Bolo Na Tumi Aamar () is a 2010 romantic comedy movie directed by Sujit Mondal and starring Dev and Koel Mallick in lead roles with Sabyasachi Chakraborty, Mousumi Saha and Tota Roy Chowdhury in supporting roles. The music was scored by Jeet Ganguly. The film was released on 15 January 2010. The film was a remake of the 2006 Telugu movie Happy. It was Super-hit at the box-office. It was the second highest grossing movie in 2010.

Plot
Abhishek meets Madhurima, a medical student in North Bengal. After they return to Kolkata, they keep bumping into each other. Abhishek works as a pizza delivery boy. Madhurima’s marriage is fixed with Soumyadeep Sen, a cop, as her father saw her with Abishek on her scooter. Since it was Abhishek's fault, he wants to help Madhurima, so he tells Soumyadeep that he loves Madhurima. Soumyadeep, being a very "nice guy", calls off the marriage. Meanwhile, Madhurima's father fixes her marriage with another man, so Soumyadeep whisks them away and gets them married. They stay in a huge flat belonging to Soumyadeep. A line is drawn in the house so they don’t cross the line, as they stay separately. After a few days, Madhurima requires 2 lakhs (50,00f0 at first) immediately as fees begin to appear for her exams. They slowly become friends and indulge in their relations more. After Madhurima had her exam, she saw that she failed in one subject. Thinking that it was Abhishek's fault, she insults him on his birthday and asks for divorce and to leave the flat. Abhishek then doubles up as a stuntman, signs a contract and quietly goes and pays the money without informing Madhurima, as he was falling in love with her. When the results come out, Madhurima becomes the all India topper. She longs to meet Abhishek whom she had asked to leave the house and discovers that he is in the hospital, as he had injured himself while performing a dangerous stunt. On her way to meet him, Madhurima is taken into custody on false charges by a cop, Inspector Rudra, who wanted to get revenge on her father, a retired cop. Abhishek lands there after getting a call from Madhurima, who had managed to call him from another person’s phone. He starts beating the cops, but gets beaten black and blue himself. He manages to get up and start beating the cops again, nearly killing Rudra. Soumyadeep appears there and stops him, then asks Madhurima’s father to accept them; he does so readily.

**Problem set:**
**A)** Can you turn the film article's opening paragraph, the one beginning "Bolo Na Tumi Aamar", into a short list of its main facts?
**B)** Could you take the film article further, starting right after the plot's final sentence, "he does so readily."?

**Supplied material:**
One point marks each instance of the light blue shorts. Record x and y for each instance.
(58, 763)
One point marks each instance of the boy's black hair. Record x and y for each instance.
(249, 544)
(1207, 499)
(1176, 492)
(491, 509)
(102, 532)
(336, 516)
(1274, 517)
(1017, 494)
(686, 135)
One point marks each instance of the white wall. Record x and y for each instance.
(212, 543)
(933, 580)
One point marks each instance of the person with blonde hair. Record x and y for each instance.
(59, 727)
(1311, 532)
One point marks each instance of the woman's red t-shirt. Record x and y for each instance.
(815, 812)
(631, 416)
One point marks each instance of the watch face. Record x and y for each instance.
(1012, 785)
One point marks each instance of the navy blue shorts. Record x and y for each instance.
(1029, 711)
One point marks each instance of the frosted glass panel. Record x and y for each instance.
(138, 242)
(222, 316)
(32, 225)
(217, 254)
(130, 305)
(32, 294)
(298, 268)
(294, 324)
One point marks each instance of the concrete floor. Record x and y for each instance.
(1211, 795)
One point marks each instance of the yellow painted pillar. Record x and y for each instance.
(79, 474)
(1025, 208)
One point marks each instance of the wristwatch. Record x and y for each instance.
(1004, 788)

...

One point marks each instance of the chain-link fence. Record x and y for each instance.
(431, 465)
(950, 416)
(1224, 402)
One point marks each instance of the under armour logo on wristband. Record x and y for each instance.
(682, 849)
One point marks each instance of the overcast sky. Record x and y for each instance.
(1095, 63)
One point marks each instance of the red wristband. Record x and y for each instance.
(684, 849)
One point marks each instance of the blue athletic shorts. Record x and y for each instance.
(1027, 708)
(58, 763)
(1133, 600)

--

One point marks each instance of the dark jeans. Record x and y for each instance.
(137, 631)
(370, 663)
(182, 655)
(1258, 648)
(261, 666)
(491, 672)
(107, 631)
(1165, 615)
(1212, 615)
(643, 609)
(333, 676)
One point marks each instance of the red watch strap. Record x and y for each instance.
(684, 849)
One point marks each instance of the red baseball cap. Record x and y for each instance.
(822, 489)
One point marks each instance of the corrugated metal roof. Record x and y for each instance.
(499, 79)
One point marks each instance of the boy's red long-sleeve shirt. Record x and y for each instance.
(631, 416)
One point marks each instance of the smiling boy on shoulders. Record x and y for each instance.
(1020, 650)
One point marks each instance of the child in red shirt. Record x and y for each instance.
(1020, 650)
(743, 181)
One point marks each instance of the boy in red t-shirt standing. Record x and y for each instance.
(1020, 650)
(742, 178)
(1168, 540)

**Answers by item:**
**A)**
- 2010 romantic comedy directed by Sujit Mondal
- Leads: Dev and Koel Mallick
- Supporting cast: Sabyasachi Chakraborty, Mousumi Saha and Tota Roy Chowdhury
- Music: Jeet Ganguly
- Released 15 January 2010
- Remake of the 2006 Telugu movie Happy
- A super-hit at the box office and the second highest grossing movie of 2010

**B)**
Cast
 Dev as Abhishek Dutta
 Koel Mallick as Madhurima Chatterjee, an MBBS student
 Sabyasachi Chakraborty as retired DIG Indrajit Chatterjee, Madhurima's father
 Tota Roy Chowdhury as Soumyadeep Sen (A sincere Police Inspector, who was supposed to marry Madhurima)
 Gopal Talukdar as Abir's best friend
 Mousumi Saha as Madhurima's mother
 Supriyo Dutta as Pizza Hotel owner
 Bharat Kaul as a corrupt DIG, Rudra
 Sumit Ganguly as a Fight Master
 Manishankar Banerjee as Professor
 Nitya Ganguly as Abhi's uncle (special appearance)

Soundtrack

The soundtrack features 6 songs composed by Jeet Gannguli and Yuvan Shankar Raja with lyrics written by Priyo Chattopadhyay, Chandrani Gannguli and Gautam Sushmit.

Awards
ZEE Bangla Gourav Samman Award for Best Film (Bolo Na Tumi Amar, 2010) - Nominated and ZEE Bangla Gourav Samman Award for Best Actress (Bolo Na Tumi Amar, 2010) winner.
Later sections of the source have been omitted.